* STORED RECORDS

BEGIN

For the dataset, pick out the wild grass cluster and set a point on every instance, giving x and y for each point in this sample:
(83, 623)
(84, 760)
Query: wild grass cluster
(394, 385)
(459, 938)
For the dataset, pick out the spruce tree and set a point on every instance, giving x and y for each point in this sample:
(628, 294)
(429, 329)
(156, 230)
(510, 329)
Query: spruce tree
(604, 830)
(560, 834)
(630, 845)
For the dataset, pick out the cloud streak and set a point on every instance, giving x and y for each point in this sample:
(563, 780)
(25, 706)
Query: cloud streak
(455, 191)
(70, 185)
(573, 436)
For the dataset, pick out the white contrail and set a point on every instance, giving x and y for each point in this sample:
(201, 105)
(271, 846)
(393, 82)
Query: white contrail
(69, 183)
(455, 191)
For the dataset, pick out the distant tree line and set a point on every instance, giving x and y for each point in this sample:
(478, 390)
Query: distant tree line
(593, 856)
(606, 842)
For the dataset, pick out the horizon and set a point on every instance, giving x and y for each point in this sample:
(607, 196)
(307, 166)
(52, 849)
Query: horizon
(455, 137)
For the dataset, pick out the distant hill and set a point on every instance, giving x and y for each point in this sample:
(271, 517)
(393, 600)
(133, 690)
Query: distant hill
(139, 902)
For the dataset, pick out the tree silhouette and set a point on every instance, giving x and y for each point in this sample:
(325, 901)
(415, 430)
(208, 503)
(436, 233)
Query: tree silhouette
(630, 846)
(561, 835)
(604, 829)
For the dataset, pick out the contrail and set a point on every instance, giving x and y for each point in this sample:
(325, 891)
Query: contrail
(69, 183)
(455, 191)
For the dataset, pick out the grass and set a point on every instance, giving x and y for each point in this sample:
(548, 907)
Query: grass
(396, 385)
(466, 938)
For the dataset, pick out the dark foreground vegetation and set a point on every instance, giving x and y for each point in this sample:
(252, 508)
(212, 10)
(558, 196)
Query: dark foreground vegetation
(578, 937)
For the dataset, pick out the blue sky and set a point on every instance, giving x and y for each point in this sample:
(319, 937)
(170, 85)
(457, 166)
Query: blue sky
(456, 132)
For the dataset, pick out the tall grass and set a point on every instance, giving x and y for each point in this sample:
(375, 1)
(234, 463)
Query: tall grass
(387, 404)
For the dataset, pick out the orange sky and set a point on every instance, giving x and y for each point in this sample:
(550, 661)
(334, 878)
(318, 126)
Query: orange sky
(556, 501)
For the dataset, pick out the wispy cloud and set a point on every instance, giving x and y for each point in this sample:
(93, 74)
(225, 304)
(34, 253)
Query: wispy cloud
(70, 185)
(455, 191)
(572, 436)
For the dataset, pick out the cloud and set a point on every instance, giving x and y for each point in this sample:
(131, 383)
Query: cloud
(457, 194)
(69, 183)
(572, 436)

END

* WHAT TO PRODUCE
Can you rewrite all of the material above with "set a point on every instance" changed to "place a marker on each instance" wherever it occurs, keeping everything else the same?

* EXERCISE RESPONSE
For the dataset, pick out the wild grass cluster and place a marker on each instance, giving x and y for each point in this sample:
(83, 623)
(84, 760)
Query: wild grass cluster
(394, 385)
(459, 938)
For the dataset, pick out the spruce tree and place a marker on each instance, giving x and y for each point in this sample:
(628, 294)
(429, 329)
(156, 230)
(510, 329)
Query: spruce tree
(604, 830)
(560, 834)
(630, 845)
For the dataset, pick out the cloud streak and place a marker on each instance, giving x and y for each point in this sample:
(563, 780)
(25, 706)
Query: cloud streak
(455, 191)
(70, 185)
(573, 436)
For the dataset, pick out the white contrail and place a marker on each instance, giving x and y for each point in this sample:
(201, 105)
(271, 846)
(393, 82)
Query: white contrail
(69, 183)
(455, 191)
For the dataset, pick out the distant tree line and place a marker on each instance, giving x and y for each point in this sample:
(478, 390)
Query: distant tree line
(593, 856)
(606, 842)
For the dataset, pick out the horizon and place a marker on each instance, giving x and y for each point in this sample:
(607, 196)
(307, 166)
(52, 849)
Query: horizon
(455, 137)
For the dataset, pick out the distant hill and place a marker on each instance, giving x and y for each point in this sample:
(271, 517)
(393, 600)
(133, 690)
Query: distant hill
(139, 902)
For the dataset, pick out the tree silhouette and place a marker on each instance, giving x and y for each point in this sample:
(325, 901)
(415, 430)
(208, 503)
(436, 233)
Query: tree silhouette
(630, 846)
(561, 835)
(604, 829)
For the dataset, pick out the contrail and place a marker on each instance, giving x and y for each point in this sample:
(325, 891)
Query: contrail
(69, 183)
(455, 191)
For the dataset, pick out the grass and place a marker on each instance, giving x and y for each point in this sample:
(548, 907)
Query: grass
(396, 385)
(466, 938)
For the dataset, pick out the dark foreground vegetation and place a marker on each instance, giving x and y for each point in this sample:
(252, 508)
(212, 10)
(558, 196)
Query: dark foreground vegetation
(578, 937)
For the dataset, pick out the blue sky and place a marker on each instance, giving x and y for each point in this sample:
(319, 937)
(170, 85)
(457, 166)
Query: blue sky
(456, 132)
For the dataset, pick out the tall grass and place a marker on each instance, giving x and y for each point in this sample:
(375, 1)
(234, 463)
Query: tall grass
(387, 404)
For the dataset, pick out the orange sky and place a marker on each instance, giving x and y for each point in this sample:
(550, 661)
(334, 878)
(318, 126)
Query: orange sky
(556, 501)
For the dataset, pick out the wispy cloud and place a marker on each instance, giving x and y for each point in this sample:
(93, 74)
(225, 304)
(34, 253)
Query: wispy cloud
(70, 185)
(455, 191)
(572, 436)
For the dataset, pick out the cloud and place a marker on each instance, giving x and y for each point in this sample:
(131, 383)
Query: cloud
(457, 194)
(69, 183)
(572, 436)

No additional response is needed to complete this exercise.